Exercise data —
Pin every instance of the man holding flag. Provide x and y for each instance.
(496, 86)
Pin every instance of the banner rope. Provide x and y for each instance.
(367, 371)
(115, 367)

Work item — Return all of the data above exactly, leaving out no line.

Answer section —
Pin every instance of the man holding flag. Provide x and y for each instance.
(496, 86)
Pin every instance of the banner rope. Provide x and y for each instance.
(367, 371)
(115, 367)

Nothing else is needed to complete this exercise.